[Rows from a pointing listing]
•••••
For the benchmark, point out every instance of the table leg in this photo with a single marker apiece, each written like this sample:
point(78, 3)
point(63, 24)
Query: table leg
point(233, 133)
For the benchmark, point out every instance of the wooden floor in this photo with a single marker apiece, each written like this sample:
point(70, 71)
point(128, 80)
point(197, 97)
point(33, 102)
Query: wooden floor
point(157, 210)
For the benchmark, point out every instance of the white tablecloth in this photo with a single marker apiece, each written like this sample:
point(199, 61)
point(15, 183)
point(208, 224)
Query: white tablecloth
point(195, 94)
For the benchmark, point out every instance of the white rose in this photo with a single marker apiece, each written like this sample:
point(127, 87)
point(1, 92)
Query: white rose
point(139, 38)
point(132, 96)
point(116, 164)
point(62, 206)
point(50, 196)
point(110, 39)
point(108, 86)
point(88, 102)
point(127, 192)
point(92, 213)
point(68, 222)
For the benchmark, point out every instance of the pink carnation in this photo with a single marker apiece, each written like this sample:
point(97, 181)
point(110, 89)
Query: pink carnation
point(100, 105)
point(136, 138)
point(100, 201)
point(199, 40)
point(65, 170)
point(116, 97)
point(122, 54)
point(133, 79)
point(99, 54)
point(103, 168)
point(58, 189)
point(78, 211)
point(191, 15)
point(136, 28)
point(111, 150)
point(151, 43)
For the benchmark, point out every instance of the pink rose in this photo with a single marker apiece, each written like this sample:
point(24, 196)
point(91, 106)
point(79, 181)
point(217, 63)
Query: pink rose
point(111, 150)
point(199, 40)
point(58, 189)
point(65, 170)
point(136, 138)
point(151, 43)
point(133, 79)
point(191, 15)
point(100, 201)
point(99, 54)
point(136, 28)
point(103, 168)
•••••
● Do this
Please rescale the stretch of the listing above from the line containing "For the benchmark, point out every instance of the pink rose" through the end of the listing, reproducing every line in it. Multiply both coordinates of each point after "Query: pink rose" by 2.4 and round them to whole numbers, with halves rounded up; leave all lines before "Query: pink rose" unchanged.

● Response to this task
For the benchmark, point out every instance of the pink rose in this photo with a single marker apiece, each written like this sample:
point(24, 196)
point(91, 106)
point(79, 181)
point(217, 63)
Query: pink rose
point(266, 360)
point(478, 96)
point(139, 454)
point(156, 408)
point(326, 331)
point(362, 103)
point(319, 190)
point(458, 36)
point(240, 482)
point(238, 130)
point(326, 67)
point(247, 403)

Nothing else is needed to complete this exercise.